What is being asked
From the line containing "Scan for smiling" to the end of the data, retype every line exactly and nothing else. Drop the pictures.

Data for the task
----

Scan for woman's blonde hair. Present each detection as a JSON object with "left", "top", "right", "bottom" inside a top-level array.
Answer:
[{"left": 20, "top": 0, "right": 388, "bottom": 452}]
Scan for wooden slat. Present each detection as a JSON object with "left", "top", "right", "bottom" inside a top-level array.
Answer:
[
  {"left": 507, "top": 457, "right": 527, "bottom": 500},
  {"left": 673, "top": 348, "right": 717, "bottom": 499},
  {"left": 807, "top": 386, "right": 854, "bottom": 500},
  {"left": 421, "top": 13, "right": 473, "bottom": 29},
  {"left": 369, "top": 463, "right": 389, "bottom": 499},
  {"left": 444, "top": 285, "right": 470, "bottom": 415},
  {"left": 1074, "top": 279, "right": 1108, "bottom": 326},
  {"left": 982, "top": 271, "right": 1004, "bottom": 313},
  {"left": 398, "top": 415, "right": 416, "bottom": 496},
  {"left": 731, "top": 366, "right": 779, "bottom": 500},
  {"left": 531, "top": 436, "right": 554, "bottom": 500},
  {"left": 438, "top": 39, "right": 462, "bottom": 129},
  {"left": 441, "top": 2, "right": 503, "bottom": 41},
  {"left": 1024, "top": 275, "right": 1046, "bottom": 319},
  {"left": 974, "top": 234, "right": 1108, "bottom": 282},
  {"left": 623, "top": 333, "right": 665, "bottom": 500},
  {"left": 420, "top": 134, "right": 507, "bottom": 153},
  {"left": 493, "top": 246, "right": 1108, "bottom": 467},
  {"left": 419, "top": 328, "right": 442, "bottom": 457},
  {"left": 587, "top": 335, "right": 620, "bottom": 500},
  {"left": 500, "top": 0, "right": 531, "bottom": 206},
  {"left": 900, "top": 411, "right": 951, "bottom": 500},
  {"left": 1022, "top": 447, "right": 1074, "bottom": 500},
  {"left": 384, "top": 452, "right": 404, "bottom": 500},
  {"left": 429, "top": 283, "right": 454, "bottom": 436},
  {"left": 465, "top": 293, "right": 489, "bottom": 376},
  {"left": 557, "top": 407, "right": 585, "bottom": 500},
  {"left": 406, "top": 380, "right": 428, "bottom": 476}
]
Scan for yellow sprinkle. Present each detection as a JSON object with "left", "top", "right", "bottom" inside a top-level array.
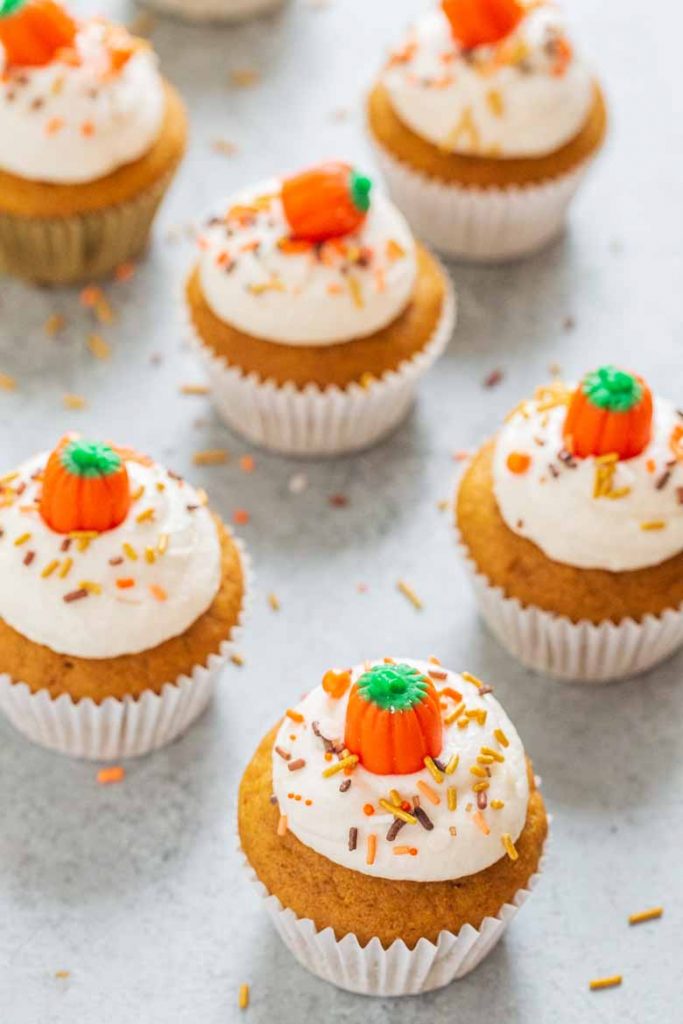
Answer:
[
  {"left": 396, "top": 580, "right": 424, "bottom": 611},
  {"left": 193, "top": 449, "right": 227, "bottom": 466},
  {"left": 418, "top": 779, "right": 441, "bottom": 806},
  {"left": 629, "top": 906, "right": 664, "bottom": 925},
  {"left": 424, "top": 757, "right": 443, "bottom": 782},
  {"left": 379, "top": 800, "right": 418, "bottom": 825},
  {"left": 501, "top": 833, "right": 519, "bottom": 860},
  {"left": 62, "top": 394, "right": 88, "bottom": 410},
  {"left": 588, "top": 974, "right": 624, "bottom": 992},
  {"left": 88, "top": 334, "right": 112, "bottom": 359},
  {"left": 323, "top": 754, "right": 358, "bottom": 778}
]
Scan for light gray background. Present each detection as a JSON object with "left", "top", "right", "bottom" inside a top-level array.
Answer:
[{"left": 0, "top": 0, "right": 683, "bottom": 1024}]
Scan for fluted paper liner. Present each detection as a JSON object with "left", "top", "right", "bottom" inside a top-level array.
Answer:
[
  {"left": 0, "top": 527, "right": 253, "bottom": 761},
  {"left": 187, "top": 271, "right": 457, "bottom": 456},
  {"left": 245, "top": 827, "right": 550, "bottom": 996},
  {"left": 459, "top": 538, "right": 683, "bottom": 683},
  {"left": 373, "top": 139, "right": 591, "bottom": 262},
  {"left": 0, "top": 167, "right": 175, "bottom": 285}
]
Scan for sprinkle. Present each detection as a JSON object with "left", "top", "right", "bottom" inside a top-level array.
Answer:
[
  {"left": 588, "top": 974, "right": 624, "bottom": 992},
  {"left": 418, "top": 779, "right": 441, "bottom": 805},
  {"left": 501, "top": 833, "right": 519, "bottom": 860},
  {"left": 414, "top": 807, "right": 434, "bottom": 831},
  {"left": 193, "top": 449, "right": 227, "bottom": 466},
  {"left": 424, "top": 757, "right": 443, "bottom": 782},
  {"left": 88, "top": 334, "right": 112, "bottom": 359},
  {"left": 629, "top": 906, "right": 664, "bottom": 925},
  {"left": 472, "top": 811, "right": 490, "bottom": 836},
  {"left": 396, "top": 580, "right": 424, "bottom": 611},
  {"left": 378, "top": 800, "right": 419, "bottom": 825},
  {"left": 323, "top": 754, "right": 358, "bottom": 778}
]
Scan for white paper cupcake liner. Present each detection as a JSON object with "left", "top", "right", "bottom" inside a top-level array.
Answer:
[
  {"left": 373, "top": 139, "right": 590, "bottom": 262},
  {"left": 245, "top": 816, "right": 550, "bottom": 996},
  {"left": 188, "top": 270, "right": 457, "bottom": 456},
  {"left": 140, "top": 0, "right": 285, "bottom": 23},
  {"left": 0, "top": 527, "right": 253, "bottom": 761},
  {"left": 459, "top": 541, "right": 683, "bottom": 683}
]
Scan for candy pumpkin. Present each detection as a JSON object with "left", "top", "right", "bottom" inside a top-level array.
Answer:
[
  {"left": 40, "top": 437, "right": 131, "bottom": 534},
  {"left": 0, "top": 0, "right": 76, "bottom": 68},
  {"left": 344, "top": 664, "right": 443, "bottom": 775},
  {"left": 441, "top": 0, "right": 524, "bottom": 50},
  {"left": 282, "top": 163, "right": 373, "bottom": 242},
  {"left": 564, "top": 366, "right": 652, "bottom": 459}
]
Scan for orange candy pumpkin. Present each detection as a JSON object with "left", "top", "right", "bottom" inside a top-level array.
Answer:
[
  {"left": 282, "top": 163, "right": 372, "bottom": 243},
  {"left": 564, "top": 366, "right": 652, "bottom": 459},
  {"left": 0, "top": 0, "right": 76, "bottom": 68},
  {"left": 344, "top": 664, "right": 443, "bottom": 775},
  {"left": 441, "top": 0, "right": 524, "bottom": 50},
  {"left": 40, "top": 437, "right": 131, "bottom": 534}
]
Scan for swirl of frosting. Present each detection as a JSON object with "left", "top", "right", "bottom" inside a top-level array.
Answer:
[
  {"left": 383, "top": 5, "right": 594, "bottom": 159},
  {"left": 0, "top": 19, "right": 165, "bottom": 184},
  {"left": 200, "top": 180, "right": 417, "bottom": 346},
  {"left": 0, "top": 454, "right": 220, "bottom": 658},
  {"left": 272, "top": 658, "right": 528, "bottom": 882},
  {"left": 494, "top": 386, "right": 683, "bottom": 572}
]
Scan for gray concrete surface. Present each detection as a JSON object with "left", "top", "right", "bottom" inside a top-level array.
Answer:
[{"left": 0, "top": 0, "right": 683, "bottom": 1024}]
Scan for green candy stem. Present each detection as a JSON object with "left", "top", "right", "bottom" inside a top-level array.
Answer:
[
  {"left": 349, "top": 171, "right": 373, "bottom": 213},
  {"left": 61, "top": 440, "right": 121, "bottom": 479},
  {"left": 358, "top": 664, "right": 428, "bottom": 711},
  {"left": 582, "top": 366, "right": 643, "bottom": 413},
  {"left": 0, "top": 0, "right": 27, "bottom": 17}
]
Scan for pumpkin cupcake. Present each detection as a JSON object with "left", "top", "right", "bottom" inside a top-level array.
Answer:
[
  {"left": 456, "top": 366, "right": 683, "bottom": 681},
  {"left": 0, "top": 0, "right": 186, "bottom": 284},
  {"left": 239, "top": 657, "right": 548, "bottom": 995},
  {"left": 186, "top": 163, "right": 455, "bottom": 455},
  {"left": 369, "top": 0, "right": 606, "bottom": 260},
  {"left": 0, "top": 435, "right": 246, "bottom": 758}
]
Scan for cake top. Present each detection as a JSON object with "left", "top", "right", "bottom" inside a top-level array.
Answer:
[
  {"left": 494, "top": 366, "right": 683, "bottom": 572},
  {"left": 0, "top": 435, "right": 220, "bottom": 658},
  {"left": 199, "top": 162, "right": 417, "bottom": 346},
  {"left": 0, "top": 0, "right": 165, "bottom": 184},
  {"left": 383, "top": 0, "right": 594, "bottom": 159},
  {"left": 272, "top": 657, "right": 528, "bottom": 882}
]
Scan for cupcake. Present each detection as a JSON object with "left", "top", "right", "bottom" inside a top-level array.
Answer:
[
  {"left": 0, "top": 0, "right": 187, "bottom": 284},
  {"left": 239, "top": 657, "right": 548, "bottom": 995},
  {"left": 369, "top": 0, "right": 606, "bottom": 260},
  {"left": 185, "top": 163, "right": 455, "bottom": 455},
  {"left": 143, "top": 0, "right": 284, "bottom": 22},
  {"left": 0, "top": 435, "right": 246, "bottom": 759},
  {"left": 456, "top": 366, "right": 683, "bottom": 682}
]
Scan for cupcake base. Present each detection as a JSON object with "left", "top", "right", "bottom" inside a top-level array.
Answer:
[{"left": 188, "top": 271, "right": 457, "bottom": 457}]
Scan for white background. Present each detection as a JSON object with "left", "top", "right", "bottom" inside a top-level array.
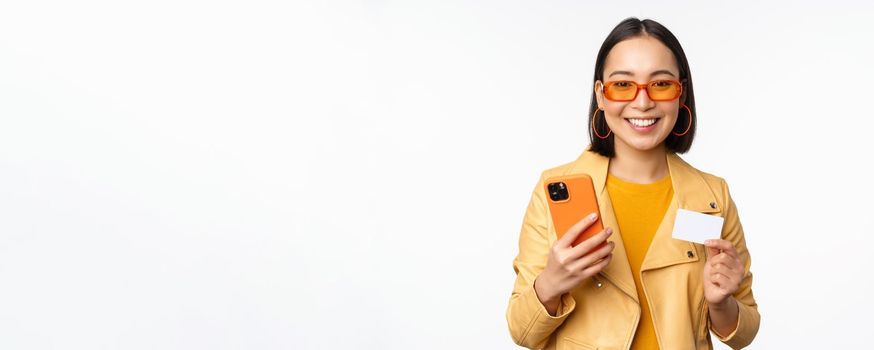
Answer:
[{"left": 0, "top": 0, "right": 874, "bottom": 349}]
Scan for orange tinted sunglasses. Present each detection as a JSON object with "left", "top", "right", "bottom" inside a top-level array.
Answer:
[{"left": 603, "top": 80, "right": 683, "bottom": 101}]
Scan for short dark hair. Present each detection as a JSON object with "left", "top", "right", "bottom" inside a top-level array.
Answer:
[{"left": 587, "top": 17, "right": 698, "bottom": 158}]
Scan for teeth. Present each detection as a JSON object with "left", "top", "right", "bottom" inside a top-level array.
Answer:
[{"left": 628, "top": 119, "right": 656, "bottom": 127}]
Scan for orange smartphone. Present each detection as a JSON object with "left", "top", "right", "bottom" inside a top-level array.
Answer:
[{"left": 544, "top": 174, "right": 606, "bottom": 250}]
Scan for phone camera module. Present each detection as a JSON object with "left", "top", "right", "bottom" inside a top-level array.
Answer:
[{"left": 547, "top": 182, "right": 569, "bottom": 202}]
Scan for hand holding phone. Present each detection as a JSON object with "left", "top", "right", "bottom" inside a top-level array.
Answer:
[{"left": 534, "top": 175, "right": 614, "bottom": 315}]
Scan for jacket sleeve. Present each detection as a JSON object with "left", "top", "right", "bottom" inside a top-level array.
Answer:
[
  {"left": 707, "top": 180, "right": 760, "bottom": 349},
  {"left": 507, "top": 174, "right": 576, "bottom": 349}
]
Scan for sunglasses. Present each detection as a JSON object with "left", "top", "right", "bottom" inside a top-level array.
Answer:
[{"left": 603, "top": 80, "right": 683, "bottom": 102}]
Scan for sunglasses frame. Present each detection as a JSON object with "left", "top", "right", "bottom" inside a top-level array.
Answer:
[{"left": 601, "top": 79, "right": 683, "bottom": 102}]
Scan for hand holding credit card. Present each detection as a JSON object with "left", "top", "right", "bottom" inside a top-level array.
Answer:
[{"left": 673, "top": 209, "right": 724, "bottom": 244}]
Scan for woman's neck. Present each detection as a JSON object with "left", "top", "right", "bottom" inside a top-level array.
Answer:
[{"left": 608, "top": 142, "right": 668, "bottom": 184}]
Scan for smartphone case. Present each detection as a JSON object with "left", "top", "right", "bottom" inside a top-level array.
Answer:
[{"left": 543, "top": 174, "right": 606, "bottom": 251}]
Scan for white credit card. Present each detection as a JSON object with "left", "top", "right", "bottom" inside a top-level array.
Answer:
[{"left": 673, "top": 208, "right": 725, "bottom": 244}]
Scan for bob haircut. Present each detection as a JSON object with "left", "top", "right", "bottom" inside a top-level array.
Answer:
[{"left": 587, "top": 17, "right": 698, "bottom": 158}]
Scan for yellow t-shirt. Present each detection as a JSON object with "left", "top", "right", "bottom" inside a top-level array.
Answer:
[{"left": 607, "top": 173, "right": 674, "bottom": 349}]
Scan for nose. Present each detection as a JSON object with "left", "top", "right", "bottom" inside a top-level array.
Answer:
[{"left": 632, "top": 86, "right": 655, "bottom": 111}]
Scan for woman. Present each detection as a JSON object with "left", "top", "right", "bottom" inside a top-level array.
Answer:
[{"left": 507, "top": 18, "right": 759, "bottom": 349}]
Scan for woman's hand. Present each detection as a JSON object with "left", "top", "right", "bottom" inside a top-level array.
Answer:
[
  {"left": 534, "top": 213, "right": 613, "bottom": 314},
  {"left": 704, "top": 239, "right": 744, "bottom": 307}
]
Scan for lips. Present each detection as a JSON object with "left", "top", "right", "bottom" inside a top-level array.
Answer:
[{"left": 625, "top": 117, "right": 662, "bottom": 131}]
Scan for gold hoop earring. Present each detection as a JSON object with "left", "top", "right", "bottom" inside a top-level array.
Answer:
[{"left": 592, "top": 108, "right": 613, "bottom": 140}]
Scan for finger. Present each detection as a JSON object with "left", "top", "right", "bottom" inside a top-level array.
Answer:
[
  {"left": 710, "top": 272, "right": 731, "bottom": 288},
  {"left": 568, "top": 242, "right": 614, "bottom": 271},
  {"left": 568, "top": 227, "right": 613, "bottom": 259},
  {"left": 704, "top": 239, "right": 737, "bottom": 257},
  {"left": 583, "top": 254, "right": 613, "bottom": 276},
  {"left": 557, "top": 213, "right": 598, "bottom": 247},
  {"left": 708, "top": 253, "right": 742, "bottom": 271}
]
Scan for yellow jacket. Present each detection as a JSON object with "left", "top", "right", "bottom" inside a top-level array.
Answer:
[{"left": 507, "top": 150, "right": 759, "bottom": 350}]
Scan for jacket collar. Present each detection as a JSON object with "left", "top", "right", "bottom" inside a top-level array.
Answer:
[
  {"left": 569, "top": 149, "right": 721, "bottom": 303},
  {"left": 571, "top": 149, "right": 719, "bottom": 213}
]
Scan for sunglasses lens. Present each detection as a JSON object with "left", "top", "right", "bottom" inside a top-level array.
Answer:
[
  {"left": 604, "top": 81, "right": 637, "bottom": 101},
  {"left": 647, "top": 80, "right": 680, "bottom": 101}
]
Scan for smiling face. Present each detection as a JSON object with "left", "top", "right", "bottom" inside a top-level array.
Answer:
[{"left": 595, "top": 36, "right": 683, "bottom": 153}]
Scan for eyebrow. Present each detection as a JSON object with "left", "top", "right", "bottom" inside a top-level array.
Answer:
[{"left": 607, "top": 69, "right": 677, "bottom": 78}]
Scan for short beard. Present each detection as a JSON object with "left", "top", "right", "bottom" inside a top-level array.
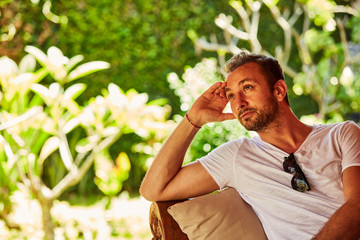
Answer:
[{"left": 239, "top": 97, "right": 279, "bottom": 132}]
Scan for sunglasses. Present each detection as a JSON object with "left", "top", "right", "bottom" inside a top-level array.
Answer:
[{"left": 283, "top": 153, "right": 311, "bottom": 192}]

----

Result for this task
Scan for smiling face. Present each detection as a JSON object with "left", "top", "right", "bottom" inside a top-level array.
Answer:
[{"left": 595, "top": 36, "right": 683, "bottom": 153}]
Scan for eyebrow. Present each detection as a JSON object with "left", "top", "right", "bottom" inside a top-level array.
Answer:
[{"left": 607, "top": 69, "right": 677, "bottom": 78}]
Scan for short beard. Present each detection as a JSON object with "left", "top", "right", "bottom" inside a top-level array.
Answer:
[{"left": 239, "top": 97, "right": 279, "bottom": 132}]
Scan for sunglasses. Present each detection as a JSON object with "left", "top", "right", "bottom" inside a top-level array.
Answer:
[{"left": 283, "top": 153, "right": 311, "bottom": 192}]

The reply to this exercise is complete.